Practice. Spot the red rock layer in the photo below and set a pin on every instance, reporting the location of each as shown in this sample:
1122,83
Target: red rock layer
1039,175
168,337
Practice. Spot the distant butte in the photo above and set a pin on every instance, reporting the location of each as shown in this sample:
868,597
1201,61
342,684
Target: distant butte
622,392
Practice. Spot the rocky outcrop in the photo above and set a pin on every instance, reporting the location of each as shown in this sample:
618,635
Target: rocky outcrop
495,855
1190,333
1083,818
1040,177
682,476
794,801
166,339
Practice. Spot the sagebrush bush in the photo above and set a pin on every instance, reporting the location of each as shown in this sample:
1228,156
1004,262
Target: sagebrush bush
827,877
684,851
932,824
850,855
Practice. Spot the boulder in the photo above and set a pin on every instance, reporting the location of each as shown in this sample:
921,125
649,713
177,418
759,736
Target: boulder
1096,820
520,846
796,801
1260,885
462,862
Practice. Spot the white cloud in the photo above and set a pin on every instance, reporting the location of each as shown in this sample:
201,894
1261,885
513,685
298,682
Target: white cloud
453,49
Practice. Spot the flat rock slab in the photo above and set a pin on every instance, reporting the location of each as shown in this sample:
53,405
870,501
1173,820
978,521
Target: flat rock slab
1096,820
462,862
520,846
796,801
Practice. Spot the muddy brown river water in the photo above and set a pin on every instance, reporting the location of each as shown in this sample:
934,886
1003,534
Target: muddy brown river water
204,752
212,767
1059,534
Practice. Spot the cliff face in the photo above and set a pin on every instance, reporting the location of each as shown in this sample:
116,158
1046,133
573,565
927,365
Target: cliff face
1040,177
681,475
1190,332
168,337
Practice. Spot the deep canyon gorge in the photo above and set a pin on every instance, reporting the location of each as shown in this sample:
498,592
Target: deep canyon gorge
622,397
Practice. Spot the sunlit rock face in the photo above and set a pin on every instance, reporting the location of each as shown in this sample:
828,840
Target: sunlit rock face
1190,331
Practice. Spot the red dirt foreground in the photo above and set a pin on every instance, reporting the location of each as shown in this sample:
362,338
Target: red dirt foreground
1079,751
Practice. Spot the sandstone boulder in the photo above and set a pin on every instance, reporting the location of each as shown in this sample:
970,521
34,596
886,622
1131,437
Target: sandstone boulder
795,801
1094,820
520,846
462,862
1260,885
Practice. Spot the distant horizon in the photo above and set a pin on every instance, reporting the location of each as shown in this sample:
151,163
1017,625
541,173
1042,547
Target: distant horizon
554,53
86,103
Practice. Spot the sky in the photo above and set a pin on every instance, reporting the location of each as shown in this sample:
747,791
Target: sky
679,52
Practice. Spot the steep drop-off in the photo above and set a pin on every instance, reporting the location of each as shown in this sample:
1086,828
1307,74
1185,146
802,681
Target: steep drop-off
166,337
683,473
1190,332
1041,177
----
The records above are to be copied in full, exactly as written.

__The output__:
Practice. Spot the red rock layer in the photo below and set a pin on every instance, reporting the location of each as shown in this sample:
1122,83
Target: red rock layer
1039,175
168,337
Practice. Spot the distant butte in the photo above and set a pin on every instance, reporting the location of each as shown in this sample:
868,597
1201,61
342,684
Target: distant butte
622,392
Practice. Spot the rocky outcrop in the photo above and set a pin on every instance, reporting the location of each as shown in this sample:
618,635
Target: rocky outcrop
495,855
1190,333
1083,818
1040,177
682,476
794,801
166,339
Practice. Spot the sagebrush bush in the photo above and set a pin on every instance, reporting the location of each as shown in this sample:
1228,156
1004,262
Target: sagebrush bush
827,877
684,851
932,824
850,855
Practice. Spot the boulder in the photo above and set a pin on every instance, reporting the location of each as shown in this sample:
921,125
649,713
177,418
759,736
Target: boulder
1096,820
520,846
796,801
1260,885
462,862
Practice. Spot the white cloud in the photo above and set a pin on every instance, reporting the location of each as shown in this sample:
201,894
1261,885
513,685
298,682
Target: white cloud
453,49
Practice. Spot the flat rock slab in the photo above and set a pin on every instance, reporting the location of each as shown in this sample:
53,405
870,501
1173,820
978,521
Target: flat rock slab
1096,820
462,862
520,846
796,801
Practice. Spot the muddy brown river water in the photo above and set a pin on every instance, reporting the location of each as shown in this sample:
934,886
1003,534
Target: muddy brown river water
204,752
212,767
1059,534
Practice. Spot the cliff face in the photo above and set a pin on every instance, reporting the location of each as shown in this sample:
116,158
1046,133
573,565
927,365
Target: cliff face
1040,177
681,475
1190,332
168,337
Practice. Spot the deep canyon gorge in the photo above and set a pin on every instance, reporting the location of each as shown in this sample:
498,592
Target: deep canyon gorge
622,397
Practice. Spot the sunlit rock face in the photo above and set a pin on every instance, reporting the location of each as shown in this sample:
828,840
Target: sunlit rock face
1190,331
Practice. Spot the red dirt foreground in the photo above and set a pin on every instance, reporting the location of each as shown in this sample:
362,338
Target: red dirt foreground
1079,751
Practice. Spot the sandstone boulder in the photo above and set a pin on every instance, reporting the location of each as shown in this sample:
970,521
34,596
886,622
1131,437
Target: sandstone boulder
795,801
1094,820
520,846
462,862
1260,885
Practice. Spot the distant horizon in the photo above and set a pin on every instance, reporting the location of each as shown in this sample:
151,163
1017,625
541,173
1042,547
Target: distant horizon
554,53
86,103
Practice. Spot the sky in the photo above and set a pin on every instance, reporting the location of each as shown in this sample:
747,791
Target: sky
679,52
Practice. Spot the steep drop-off in the photo above and set a pin on every instance, reporting the location of each as shown in this sample:
1086,828
1307,74
1185,146
802,681
Target: steep drop-off
166,337
683,473
1190,332
1041,177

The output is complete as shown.